Record list start

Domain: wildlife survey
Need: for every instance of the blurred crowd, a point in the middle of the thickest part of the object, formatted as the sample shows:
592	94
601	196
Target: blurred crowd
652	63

Record list end

▶ Job: Rewrite the records above, substituting "moving flock" for every occurrence of "blurred crowd" and leaving everything else unchanged.

▶ Written answer:
Domain: wildlife survey
Need: for every instance of the moving flock, a point in the middle of the thickest part of the object, formatted as the sample shows:
592	94
601	196
Target: moving flock
652	63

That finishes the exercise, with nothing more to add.